== DATASET EXCERPTS ==

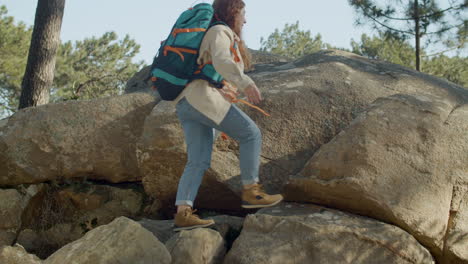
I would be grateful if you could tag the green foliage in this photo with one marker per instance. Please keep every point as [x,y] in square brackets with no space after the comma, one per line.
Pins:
[454,69]
[94,67]
[447,25]
[14,45]
[385,47]
[396,50]
[292,42]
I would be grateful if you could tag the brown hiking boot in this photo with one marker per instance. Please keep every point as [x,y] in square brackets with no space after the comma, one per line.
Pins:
[185,220]
[255,197]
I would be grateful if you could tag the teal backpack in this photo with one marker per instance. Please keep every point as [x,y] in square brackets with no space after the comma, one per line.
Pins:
[175,64]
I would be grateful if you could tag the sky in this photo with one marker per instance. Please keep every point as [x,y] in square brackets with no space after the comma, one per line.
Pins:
[149,21]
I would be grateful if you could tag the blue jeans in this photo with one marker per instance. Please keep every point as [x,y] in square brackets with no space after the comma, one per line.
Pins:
[199,137]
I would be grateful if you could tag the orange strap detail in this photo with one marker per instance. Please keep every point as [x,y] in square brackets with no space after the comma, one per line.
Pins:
[200,67]
[178,51]
[186,30]
[234,99]
[251,105]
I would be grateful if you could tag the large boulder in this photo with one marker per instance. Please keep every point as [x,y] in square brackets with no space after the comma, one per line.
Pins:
[161,153]
[13,202]
[398,162]
[17,255]
[310,101]
[201,245]
[311,234]
[457,236]
[94,139]
[227,226]
[315,97]
[120,242]
[64,214]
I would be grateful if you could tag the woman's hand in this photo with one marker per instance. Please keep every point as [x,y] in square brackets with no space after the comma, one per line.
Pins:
[253,94]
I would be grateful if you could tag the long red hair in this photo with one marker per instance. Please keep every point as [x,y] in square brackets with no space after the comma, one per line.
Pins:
[227,11]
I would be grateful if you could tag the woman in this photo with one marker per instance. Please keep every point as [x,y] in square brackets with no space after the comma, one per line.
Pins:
[201,107]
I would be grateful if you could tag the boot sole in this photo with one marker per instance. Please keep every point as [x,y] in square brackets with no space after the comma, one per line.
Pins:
[251,206]
[191,227]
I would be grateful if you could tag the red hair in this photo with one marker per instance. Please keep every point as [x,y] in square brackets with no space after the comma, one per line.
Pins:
[227,11]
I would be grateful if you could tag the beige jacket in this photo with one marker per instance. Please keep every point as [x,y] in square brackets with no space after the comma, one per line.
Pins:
[215,47]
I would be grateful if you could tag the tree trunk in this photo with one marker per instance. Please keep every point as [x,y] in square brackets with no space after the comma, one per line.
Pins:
[417,34]
[45,41]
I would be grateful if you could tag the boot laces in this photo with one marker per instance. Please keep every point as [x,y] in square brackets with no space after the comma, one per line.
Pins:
[190,212]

===

EXERCISE INSTRUCTIONS => Output each line of the listing above as a JSON list of strings, one string per line, skipping blank lines and leaving the picture out.

FINAL RESULT =>
[
  "I would be grateful if you could tag the green foliage in this photo with one marker per instance. Please keep every point as [x,y] in square brackets with no space after the comma, one per line.",
  "Pins:",
  "[454,69]",
  "[94,67]",
  "[447,25]",
  "[14,45]",
  "[385,47]",
  "[396,50]",
  "[292,42]",
  "I would be grateful if you could tag the brown hiking boot in this photo with one marker per instance. Please keep every point as [x,y] in square brackets with no space after the comma, one per line.",
  "Pins:",
  "[185,220]",
  "[255,197]",
  "I would be grateful if you could tag the teal backpack in this photo with one marker per instance. Please keep every point as [x,y] in square brackets with no space after the comma, one per line.",
  "Pins:",
  "[175,64]",
  "I would be grateful if you could tag the sky in this photo with one marker per instance. Please keep every point as [x,y] in square brackets with no space after the comma, one per line.",
  "Pins:",
  "[149,21]",
  "I would be grateful if you could tag the blue jeans in this photo with one marker per instance. Please keep every point as [x,y] in square brackets with no space after the comma, one per line.",
  "Pins:",
  "[199,137]",
  "I would be grateful if you could tag the orange strap detail in this photo with one marker per instance. Please keep every point as [x,y] in square brackets with no space after the comma, one per line.",
  "Pins:",
  "[200,67]",
  "[178,51]",
  "[186,30]",
  "[234,99]",
  "[251,105]",
  "I would be grateful if you could tag the large boulder in this photo with one marker per instance. Please keep every point as [x,y] in square brackets with no space after the comma, one per line.",
  "Pins:",
  "[161,153]",
  "[13,202]",
  "[398,162]",
  "[17,255]",
  "[310,101]",
  "[201,245]",
  "[311,234]",
  "[457,236]",
  "[94,139]",
  "[227,226]",
  "[315,97]",
  "[120,242]",
  "[64,214]",
  "I would be grateful if you could tag the woman's hand in this photo with one marker per instance. Please keep every point as [x,y] in square brackets with no space after the comma, one per line.",
  "Pins:",
  "[253,94]",
  "I would be grateful if you could tag the long red hair in this photo with one marker per instance. Please keep every point as [x,y] in square brackets with no space after the comma, one per line.",
  "Pins:",
  "[227,11]",
  "I would be grateful if you could tag the woman in this photo with one marker per instance. Please keep every point as [x,y] in square brackets with no space after the comma, one per line.",
  "Pins:",
  "[201,107]",
  "I would be grateful if you could tag the boot sole in this photo with one marker per instance. Please keep every point as [x,y] in square brackets with no space after the comma, one per line.",
  "Pins:",
  "[251,206]",
  "[191,227]",
  "I would be grateful if you could tag the red hair in this photo with one marker per instance. Please keep every point as [x,y] in square brackets with no space after the comma, one per line.",
  "Pins:",
  "[227,11]",
  "I would be grateful if you could tag the beige jacket in this photo with one marker per instance. Please keep every point as [x,y] in square brackets with no space after the comma, one per line.",
  "Pins:",
  "[215,47]",
  "I would be grateful if you could tag the tree trunk in this photo with one marker per instance. Please keep every point as [x,y] in square brackets with no space after the comma, one per line.",
  "Pins:",
  "[417,34]",
  "[45,41]",
  "I would be grateful if you could tag the boot laces in this photo with one marker per instance. Please keep every point as [x,y] in square brackets with no space after the comma, one per line.",
  "Pins:",
  "[190,212]"
]